§ **Text section**:
____

Thank you to everyone who engaged with yesterday’s post Alexandre Koyré and a network of ideas. A few comments here and on Mastodon, but mostly on Twitter. Despite all its problems, I’ve yet to find anything which can replicate the engagement that still provides.
I said I’d link to the suggestions I received, so they are listed below. There are a lot of journal articles on Koyré or related questions, which I didn’t survey in the initial post, but I’ve included suggestions made by others below. I am aware there is a lot more, in multiple languages.
Stefanos Geroulanos, An Atheism that Is Not Humanist Emerges in French Thought (Stanford, 2010) – a great book which I used for The Early Foucault, but to which I should return. Koyré is one of several figures treated.
Jacques Lacan, “Science and Truth”, Cahiers pour l’analyse, reprinted in Écrits – “Koyré is my guide here and, as we know, he is still unrecognised [Koyré ici est notre guide et l’on sait que il est encore méconnu]”. Short bio of Koyré at the Concept and Form website on the Cahiers.
On Lacan’s use of Koyré, Jean-Claude Milner, L’œuvre claire: Lacan, la science, la philosophie (Seuil, 1995) and Samo Tomšič, “Mathematical Realism and the Impossible Structure of the Real“, Psychoanalytische Perspectieven 35 (1), 2017, 9-34.
The work of Hallhane Machado (researchgate) and Marlon Salomon (cv).
Thanks to Justin Clemens, Stefanos Geroulanos, Marcela Becerra Batán, Marcio Miotto, Dany Nobus, Ted Byfield, Lachy Wells for these suggestions, and others who liked or retweeted to boost the post’s reach.

____

§ **Work to be completed**:
Copy word for word the stretch of the Koyré reading list above from "Stefanos Geroulanos, An" through "several figures treated.".

§ **Provided records**:
____

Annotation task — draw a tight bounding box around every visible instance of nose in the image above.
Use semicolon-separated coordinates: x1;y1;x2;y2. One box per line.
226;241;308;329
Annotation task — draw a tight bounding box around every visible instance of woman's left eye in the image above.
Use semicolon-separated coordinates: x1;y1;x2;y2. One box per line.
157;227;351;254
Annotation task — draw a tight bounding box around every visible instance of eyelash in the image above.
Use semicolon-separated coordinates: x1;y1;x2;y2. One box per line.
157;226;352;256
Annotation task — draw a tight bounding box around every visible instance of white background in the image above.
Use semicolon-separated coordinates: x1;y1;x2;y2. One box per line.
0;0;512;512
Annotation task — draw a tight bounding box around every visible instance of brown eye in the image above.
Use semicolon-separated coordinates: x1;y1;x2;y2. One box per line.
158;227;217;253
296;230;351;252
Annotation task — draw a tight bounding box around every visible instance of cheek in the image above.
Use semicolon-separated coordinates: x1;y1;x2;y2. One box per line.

____

§ **Reply**:
Stefanos Geroulanos, An Atheism that Is Not Humanist Emerges in French Thought (Stanford, 2010) – a great book which I used for The Early Foucault, but to which I should return. Koyré is one of several figures treated.